• _Given text_:
=== Section Start ===
This composable filter architecture allows different AI plugins (ai-proxy, ai-request-transformer, ai-response-transformer) to share common logic while implementing different high-level behaviors. The ai-proxy enables all the standard filters; the ai-request-transformer might enable only the request-side filters plus an LLM introspection filter.

sequenceDiagram
    participant Client
    participant AIProxy as ai-proxy (access)
=== Section End ===
• _Exercise data_:
=== Section Start ===
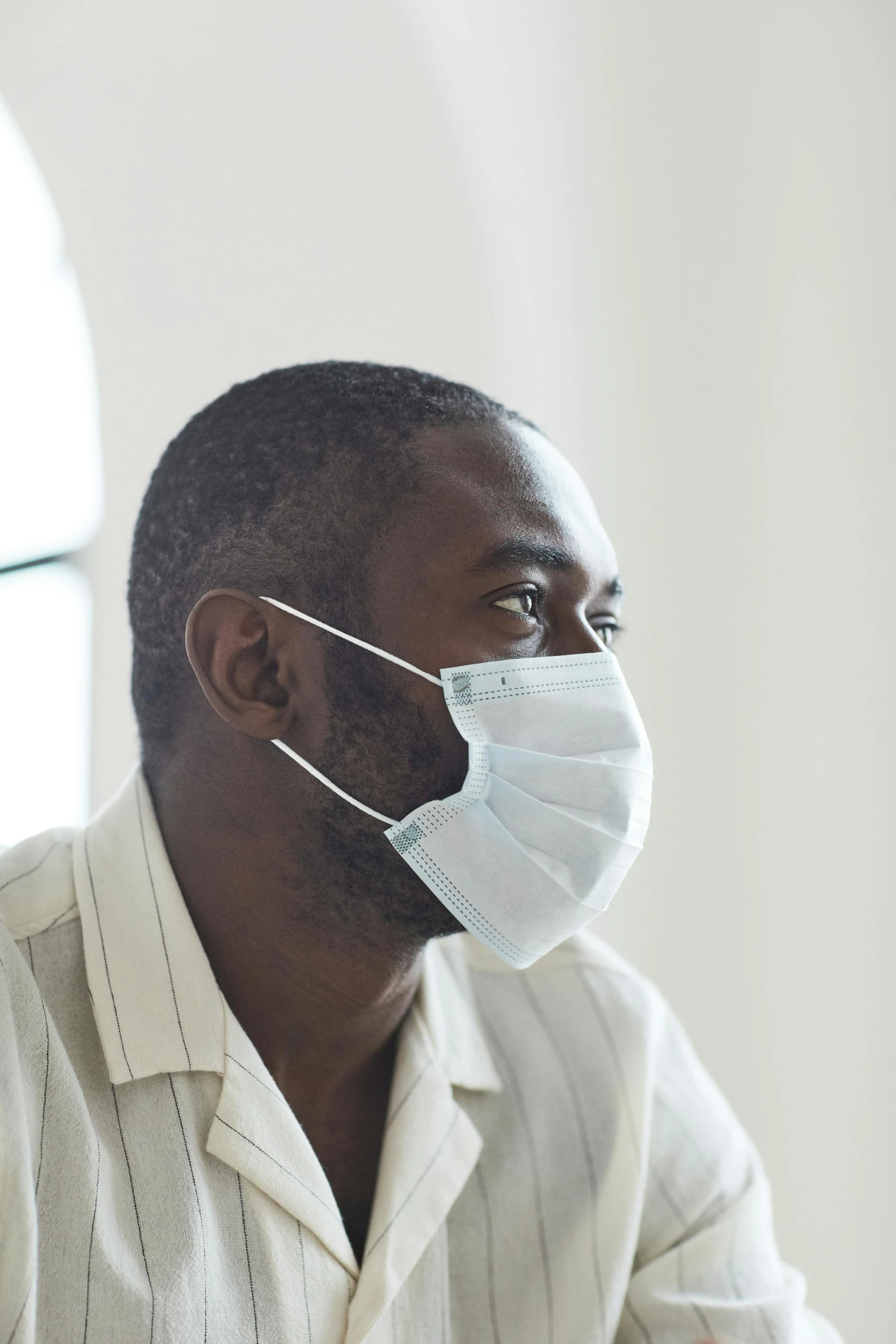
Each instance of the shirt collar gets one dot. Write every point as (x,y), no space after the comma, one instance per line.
(155,997)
=== Section End ===
• _Exercise prompt_:
Repeat the passage of the filter architecture text from "This composable filter" up to and including "LLM introspection filter.", character for character.

• _Answer section_:
This composable filter architecture allows different AI plugins (ai-proxy, ai-request-transformer, ai-response-transformer) to share common logic while implementing different high-level behaviors. The ai-proxy enables all the standard filters; the ai-request-transformer might enable only the request-side filters plus an LLM introspection filter.